YOUR GOAL
Rewrite the records below with "cloud" swapped for "kite" and nothing else altered. Leave out the pictures.

GIVEN RECORDS
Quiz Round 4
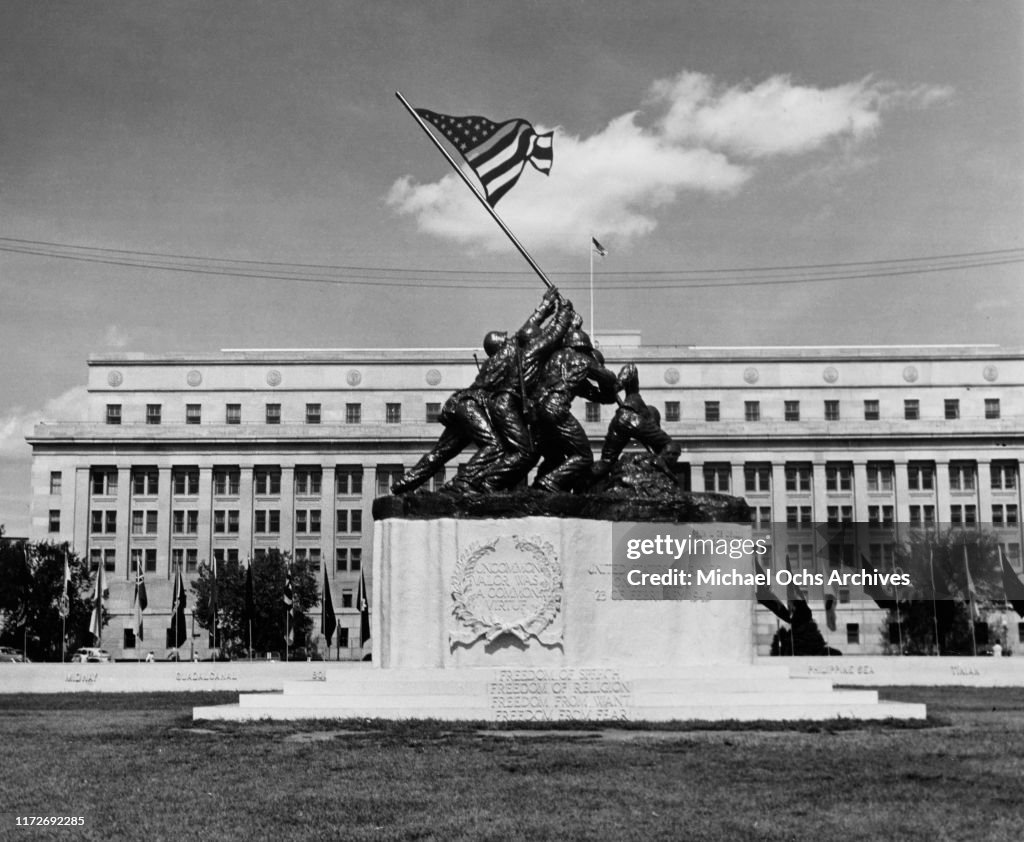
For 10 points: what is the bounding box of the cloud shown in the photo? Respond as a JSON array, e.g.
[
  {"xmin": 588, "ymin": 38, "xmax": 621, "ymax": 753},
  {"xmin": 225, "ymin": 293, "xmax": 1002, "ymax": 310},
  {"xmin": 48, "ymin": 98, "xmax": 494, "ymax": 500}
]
[
  {"xmin": 387, "ymin": 71, "xmax": 950, "ymax": 251},
  {"xmin": 0, "ymin": 386, "xmax": 88, "ymax": 460},
  {"xmin": 103, "ymin": 325, "xmax": 131, "ymax": 348}
]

SOLUTION TO THE PROBLEM
Quiz Round 4
For 10 points: what is the bounding box of the kite shown in the photo? Respond as a JSON array, e.g.
[
  {"xmin": 588, "ymin": 38, "xmax": 621, "ymax": 753},
  {"xmin": 225, "ymin": 293, "xmax": 1002, "ymax": 310},
  {"xmin": 48, "ymin": 98, "xmax": 494, "ymax": 500}
]
[
  {"xmin": 387, "ymin": 71, "xmax": 950, "ymax": 251},
  {"xmin": 0, "ymin": 386, "xmax": 88, "ymax": 460},
  {"xmin": 103, "ymin": 325, "xmax": 131, "ymax": 348}
]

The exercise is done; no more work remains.